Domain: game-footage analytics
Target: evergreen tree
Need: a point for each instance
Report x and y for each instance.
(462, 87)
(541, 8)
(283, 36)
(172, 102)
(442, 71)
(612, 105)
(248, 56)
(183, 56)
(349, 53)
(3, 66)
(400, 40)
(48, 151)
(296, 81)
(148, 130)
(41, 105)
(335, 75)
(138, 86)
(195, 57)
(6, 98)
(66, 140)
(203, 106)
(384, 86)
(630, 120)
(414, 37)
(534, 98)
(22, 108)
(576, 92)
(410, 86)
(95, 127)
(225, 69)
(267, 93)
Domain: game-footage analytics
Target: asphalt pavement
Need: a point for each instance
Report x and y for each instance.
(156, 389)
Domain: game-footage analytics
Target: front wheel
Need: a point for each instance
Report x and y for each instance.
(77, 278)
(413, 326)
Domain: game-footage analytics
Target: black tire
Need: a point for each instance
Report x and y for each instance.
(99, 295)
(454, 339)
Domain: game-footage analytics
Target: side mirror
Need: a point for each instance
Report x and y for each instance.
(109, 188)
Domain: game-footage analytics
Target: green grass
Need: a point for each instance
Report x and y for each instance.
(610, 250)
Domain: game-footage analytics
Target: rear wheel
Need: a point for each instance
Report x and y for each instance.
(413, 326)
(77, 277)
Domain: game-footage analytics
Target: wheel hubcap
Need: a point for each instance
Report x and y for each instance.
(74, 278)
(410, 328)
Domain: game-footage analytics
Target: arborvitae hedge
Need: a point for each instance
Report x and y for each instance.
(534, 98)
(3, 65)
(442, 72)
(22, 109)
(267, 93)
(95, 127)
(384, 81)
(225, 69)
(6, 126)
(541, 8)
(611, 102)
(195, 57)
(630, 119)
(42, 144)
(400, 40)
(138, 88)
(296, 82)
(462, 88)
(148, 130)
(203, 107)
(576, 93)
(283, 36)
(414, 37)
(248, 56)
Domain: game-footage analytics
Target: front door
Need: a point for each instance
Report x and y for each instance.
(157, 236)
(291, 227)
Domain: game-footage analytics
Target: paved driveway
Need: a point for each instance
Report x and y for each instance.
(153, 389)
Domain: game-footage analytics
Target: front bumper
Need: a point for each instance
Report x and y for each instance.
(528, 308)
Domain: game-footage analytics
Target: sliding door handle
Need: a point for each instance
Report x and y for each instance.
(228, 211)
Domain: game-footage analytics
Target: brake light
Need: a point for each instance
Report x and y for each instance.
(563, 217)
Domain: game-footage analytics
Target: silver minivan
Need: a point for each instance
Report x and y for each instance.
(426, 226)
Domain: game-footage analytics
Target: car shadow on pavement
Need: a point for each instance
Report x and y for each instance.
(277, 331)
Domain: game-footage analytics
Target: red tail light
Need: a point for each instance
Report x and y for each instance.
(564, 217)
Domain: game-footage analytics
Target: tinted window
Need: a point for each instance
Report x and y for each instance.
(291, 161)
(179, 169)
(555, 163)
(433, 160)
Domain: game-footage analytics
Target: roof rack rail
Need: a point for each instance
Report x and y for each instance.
....
> _TASK_
Give only the number of lines in the material above that hold the word "front".

> _EXPECTED OUTPUT_
3